(INSTRUCTIONS TO FOLLOW)
Count the lines in the entries below that contain the string "table", treating uppercase and lowercase as different. Give only the number.
***
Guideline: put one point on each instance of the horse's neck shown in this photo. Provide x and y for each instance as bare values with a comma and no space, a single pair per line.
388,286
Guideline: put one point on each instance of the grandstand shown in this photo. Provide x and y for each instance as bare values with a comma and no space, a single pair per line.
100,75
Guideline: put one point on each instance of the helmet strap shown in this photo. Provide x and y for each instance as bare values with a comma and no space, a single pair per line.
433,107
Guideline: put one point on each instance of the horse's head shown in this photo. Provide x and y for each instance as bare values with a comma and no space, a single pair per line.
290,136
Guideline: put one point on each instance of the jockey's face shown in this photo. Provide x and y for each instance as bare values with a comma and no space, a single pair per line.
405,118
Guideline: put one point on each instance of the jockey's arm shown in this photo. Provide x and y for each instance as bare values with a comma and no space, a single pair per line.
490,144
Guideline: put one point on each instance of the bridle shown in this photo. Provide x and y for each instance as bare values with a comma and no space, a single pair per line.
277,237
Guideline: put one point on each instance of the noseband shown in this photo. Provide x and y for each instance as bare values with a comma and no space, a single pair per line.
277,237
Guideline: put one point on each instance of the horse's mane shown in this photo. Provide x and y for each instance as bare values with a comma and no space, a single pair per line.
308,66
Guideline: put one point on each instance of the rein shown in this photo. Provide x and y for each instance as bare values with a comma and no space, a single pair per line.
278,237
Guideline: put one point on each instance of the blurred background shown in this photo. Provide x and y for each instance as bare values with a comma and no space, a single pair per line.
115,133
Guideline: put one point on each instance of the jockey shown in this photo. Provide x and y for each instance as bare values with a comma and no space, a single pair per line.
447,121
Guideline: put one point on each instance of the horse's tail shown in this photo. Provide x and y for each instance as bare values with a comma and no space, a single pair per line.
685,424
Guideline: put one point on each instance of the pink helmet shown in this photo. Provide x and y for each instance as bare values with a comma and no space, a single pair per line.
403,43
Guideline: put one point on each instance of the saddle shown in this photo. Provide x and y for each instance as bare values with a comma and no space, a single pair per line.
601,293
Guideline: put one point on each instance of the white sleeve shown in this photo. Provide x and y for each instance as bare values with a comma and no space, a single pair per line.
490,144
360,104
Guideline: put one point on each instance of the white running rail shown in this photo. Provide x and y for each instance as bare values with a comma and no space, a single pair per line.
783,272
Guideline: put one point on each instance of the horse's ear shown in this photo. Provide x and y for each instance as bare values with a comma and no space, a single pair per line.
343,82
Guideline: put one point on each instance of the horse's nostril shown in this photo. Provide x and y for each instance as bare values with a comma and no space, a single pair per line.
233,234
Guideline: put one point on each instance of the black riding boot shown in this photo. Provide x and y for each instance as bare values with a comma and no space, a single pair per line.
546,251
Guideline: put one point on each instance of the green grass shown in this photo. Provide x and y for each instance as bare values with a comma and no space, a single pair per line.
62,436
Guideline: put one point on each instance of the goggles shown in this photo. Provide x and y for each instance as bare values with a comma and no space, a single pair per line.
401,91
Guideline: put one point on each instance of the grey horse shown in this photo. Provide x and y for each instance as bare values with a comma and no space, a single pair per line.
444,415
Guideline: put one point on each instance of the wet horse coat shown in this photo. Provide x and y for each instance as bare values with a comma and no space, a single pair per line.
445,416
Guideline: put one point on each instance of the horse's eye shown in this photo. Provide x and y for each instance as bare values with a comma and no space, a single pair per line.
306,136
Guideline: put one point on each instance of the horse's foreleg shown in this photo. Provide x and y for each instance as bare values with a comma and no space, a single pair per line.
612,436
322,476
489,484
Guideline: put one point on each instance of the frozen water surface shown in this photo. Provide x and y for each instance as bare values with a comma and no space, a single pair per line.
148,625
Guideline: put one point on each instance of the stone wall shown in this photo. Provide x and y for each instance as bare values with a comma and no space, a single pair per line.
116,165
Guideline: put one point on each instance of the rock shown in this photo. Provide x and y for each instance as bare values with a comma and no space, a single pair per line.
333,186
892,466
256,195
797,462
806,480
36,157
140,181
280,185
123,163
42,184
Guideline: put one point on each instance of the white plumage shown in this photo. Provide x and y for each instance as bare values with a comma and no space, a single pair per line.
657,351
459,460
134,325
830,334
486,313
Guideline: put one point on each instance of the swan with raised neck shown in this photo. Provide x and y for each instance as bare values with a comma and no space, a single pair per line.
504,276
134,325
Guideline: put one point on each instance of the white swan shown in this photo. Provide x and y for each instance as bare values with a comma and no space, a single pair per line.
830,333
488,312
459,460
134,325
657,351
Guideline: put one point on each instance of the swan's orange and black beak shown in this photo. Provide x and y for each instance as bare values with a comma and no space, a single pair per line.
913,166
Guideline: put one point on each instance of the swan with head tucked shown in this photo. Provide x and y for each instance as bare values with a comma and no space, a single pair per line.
***
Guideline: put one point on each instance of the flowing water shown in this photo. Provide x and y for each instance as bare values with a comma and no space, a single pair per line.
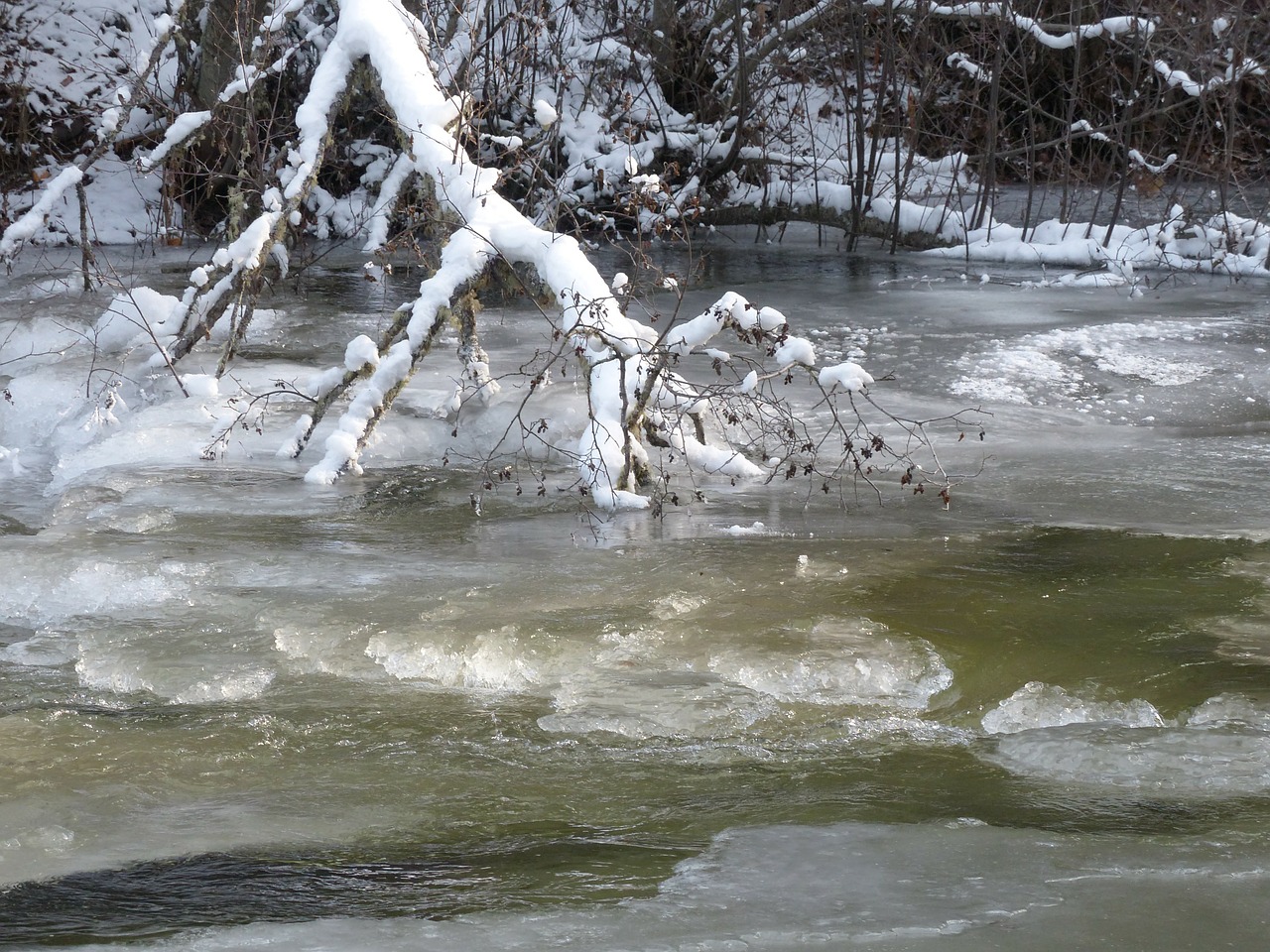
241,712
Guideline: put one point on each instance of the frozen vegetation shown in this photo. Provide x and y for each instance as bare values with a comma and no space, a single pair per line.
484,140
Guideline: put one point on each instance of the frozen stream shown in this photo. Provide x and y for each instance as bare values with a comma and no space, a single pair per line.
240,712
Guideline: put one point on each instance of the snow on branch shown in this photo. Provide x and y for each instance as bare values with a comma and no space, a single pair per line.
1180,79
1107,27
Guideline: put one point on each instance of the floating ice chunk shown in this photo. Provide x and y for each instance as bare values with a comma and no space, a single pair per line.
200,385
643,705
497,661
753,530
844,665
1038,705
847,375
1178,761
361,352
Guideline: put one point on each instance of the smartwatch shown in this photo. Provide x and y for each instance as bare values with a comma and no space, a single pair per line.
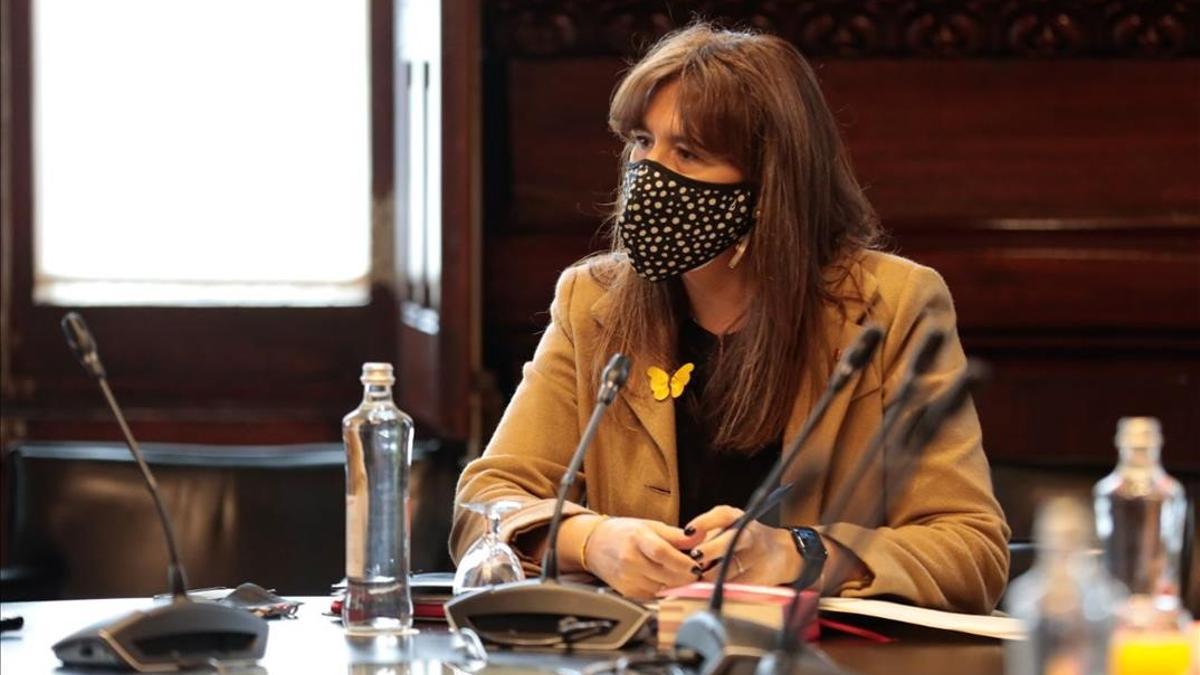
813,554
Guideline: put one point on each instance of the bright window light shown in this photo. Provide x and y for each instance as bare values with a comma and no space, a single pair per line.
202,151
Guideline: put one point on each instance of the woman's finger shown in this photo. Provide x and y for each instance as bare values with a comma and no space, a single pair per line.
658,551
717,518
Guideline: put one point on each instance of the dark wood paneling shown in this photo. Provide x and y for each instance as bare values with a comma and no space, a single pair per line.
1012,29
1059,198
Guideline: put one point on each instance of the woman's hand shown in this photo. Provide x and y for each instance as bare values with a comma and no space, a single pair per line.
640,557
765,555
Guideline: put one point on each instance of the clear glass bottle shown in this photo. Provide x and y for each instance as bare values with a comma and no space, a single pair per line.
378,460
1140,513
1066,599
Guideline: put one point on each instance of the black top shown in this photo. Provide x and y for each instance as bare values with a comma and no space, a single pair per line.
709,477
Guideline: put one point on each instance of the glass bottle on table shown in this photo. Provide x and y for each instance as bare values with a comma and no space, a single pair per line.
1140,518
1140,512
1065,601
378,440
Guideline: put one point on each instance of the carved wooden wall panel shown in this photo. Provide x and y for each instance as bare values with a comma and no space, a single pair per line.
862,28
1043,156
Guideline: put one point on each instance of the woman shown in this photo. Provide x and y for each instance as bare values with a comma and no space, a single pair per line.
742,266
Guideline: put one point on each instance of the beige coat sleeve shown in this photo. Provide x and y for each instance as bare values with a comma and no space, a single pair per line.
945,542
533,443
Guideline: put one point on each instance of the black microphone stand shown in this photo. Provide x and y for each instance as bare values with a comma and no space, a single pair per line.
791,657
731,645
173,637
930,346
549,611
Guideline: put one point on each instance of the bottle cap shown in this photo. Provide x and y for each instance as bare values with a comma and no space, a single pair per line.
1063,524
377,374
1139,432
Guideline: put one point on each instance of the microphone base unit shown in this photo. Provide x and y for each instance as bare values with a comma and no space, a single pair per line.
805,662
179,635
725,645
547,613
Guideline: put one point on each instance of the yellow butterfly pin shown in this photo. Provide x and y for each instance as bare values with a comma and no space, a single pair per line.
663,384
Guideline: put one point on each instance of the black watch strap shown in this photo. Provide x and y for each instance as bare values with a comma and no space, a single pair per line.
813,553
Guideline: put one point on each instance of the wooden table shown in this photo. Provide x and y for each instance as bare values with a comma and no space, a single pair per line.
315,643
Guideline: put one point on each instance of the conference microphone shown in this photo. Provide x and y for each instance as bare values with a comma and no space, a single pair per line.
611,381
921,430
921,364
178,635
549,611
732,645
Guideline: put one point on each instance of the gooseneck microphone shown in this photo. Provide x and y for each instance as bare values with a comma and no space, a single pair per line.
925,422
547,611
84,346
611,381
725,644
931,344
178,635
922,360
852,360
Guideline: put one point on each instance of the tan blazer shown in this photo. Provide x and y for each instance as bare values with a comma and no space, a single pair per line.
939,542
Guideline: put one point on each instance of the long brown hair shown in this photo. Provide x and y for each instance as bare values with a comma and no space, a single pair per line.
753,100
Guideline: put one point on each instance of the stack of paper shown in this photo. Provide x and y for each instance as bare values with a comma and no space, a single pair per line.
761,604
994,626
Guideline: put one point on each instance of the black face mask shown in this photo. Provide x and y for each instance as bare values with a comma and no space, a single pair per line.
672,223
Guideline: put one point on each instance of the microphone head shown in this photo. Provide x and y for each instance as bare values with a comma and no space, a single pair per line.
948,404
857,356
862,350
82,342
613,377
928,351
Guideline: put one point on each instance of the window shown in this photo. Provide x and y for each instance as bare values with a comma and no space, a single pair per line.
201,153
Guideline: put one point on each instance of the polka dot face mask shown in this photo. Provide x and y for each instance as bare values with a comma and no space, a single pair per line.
***
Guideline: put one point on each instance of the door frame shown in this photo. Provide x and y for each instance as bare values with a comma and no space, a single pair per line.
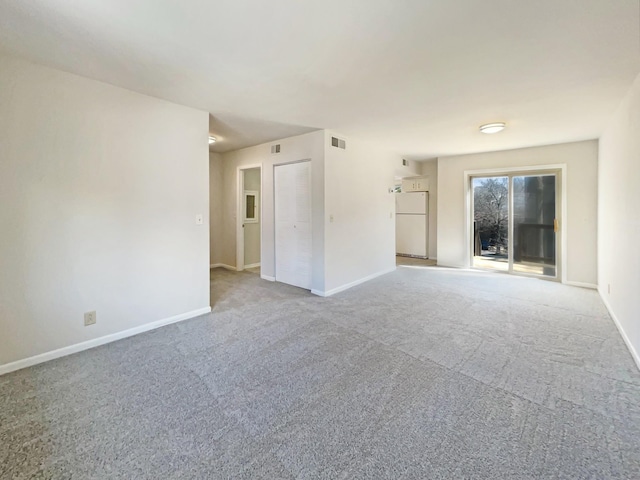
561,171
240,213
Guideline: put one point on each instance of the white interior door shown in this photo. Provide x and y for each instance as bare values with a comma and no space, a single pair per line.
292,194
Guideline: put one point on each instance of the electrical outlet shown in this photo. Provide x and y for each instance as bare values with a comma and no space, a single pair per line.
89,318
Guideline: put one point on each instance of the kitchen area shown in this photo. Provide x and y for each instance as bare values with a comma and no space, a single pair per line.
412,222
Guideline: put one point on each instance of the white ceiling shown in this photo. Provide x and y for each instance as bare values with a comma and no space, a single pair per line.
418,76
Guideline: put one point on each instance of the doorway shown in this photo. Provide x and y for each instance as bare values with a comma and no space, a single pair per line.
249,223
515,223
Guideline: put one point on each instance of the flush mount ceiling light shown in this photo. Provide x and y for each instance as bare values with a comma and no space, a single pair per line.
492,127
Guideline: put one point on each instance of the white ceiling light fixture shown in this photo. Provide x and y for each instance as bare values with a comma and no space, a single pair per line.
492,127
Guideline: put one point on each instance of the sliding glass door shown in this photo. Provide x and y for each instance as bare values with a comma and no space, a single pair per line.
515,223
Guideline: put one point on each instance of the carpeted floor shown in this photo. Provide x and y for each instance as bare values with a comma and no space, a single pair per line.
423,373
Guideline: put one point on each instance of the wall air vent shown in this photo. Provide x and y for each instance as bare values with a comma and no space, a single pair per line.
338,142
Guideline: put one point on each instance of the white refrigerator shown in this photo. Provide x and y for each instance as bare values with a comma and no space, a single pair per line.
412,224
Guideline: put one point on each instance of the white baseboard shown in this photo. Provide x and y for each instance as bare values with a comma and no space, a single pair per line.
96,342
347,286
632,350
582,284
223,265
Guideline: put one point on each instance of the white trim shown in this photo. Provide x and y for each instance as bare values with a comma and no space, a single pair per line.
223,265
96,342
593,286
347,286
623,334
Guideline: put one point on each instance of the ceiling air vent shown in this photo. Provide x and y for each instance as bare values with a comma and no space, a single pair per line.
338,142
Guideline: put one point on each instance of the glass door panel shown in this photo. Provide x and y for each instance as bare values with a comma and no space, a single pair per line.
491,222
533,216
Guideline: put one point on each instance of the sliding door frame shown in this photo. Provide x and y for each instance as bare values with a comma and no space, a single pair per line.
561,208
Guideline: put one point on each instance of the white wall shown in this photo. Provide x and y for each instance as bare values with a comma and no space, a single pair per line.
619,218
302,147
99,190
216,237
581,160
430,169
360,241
***
(SOLUTION TO THE EXERCISE)
2